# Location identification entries

^^^^^^^^^^^^^^^^

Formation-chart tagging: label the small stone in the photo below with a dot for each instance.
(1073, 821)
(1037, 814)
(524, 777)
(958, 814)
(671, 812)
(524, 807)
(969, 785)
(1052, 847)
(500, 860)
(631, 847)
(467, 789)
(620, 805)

^^^^^^^^^^^^^^^^

# Aim of the task
Reproduce every record, matching each line exactly.

# Output for this task
Formation-chart tagging: label the small stone in the photo below with a dot for each instance.
(1073, 821)
(1037, 814)
(524, 777)
(958, 814)
(671, 812)
(524, 807)
(969, 785)
(1052, 847)
(500, 860)
(631, 847)
(467, 789)
(620, 805)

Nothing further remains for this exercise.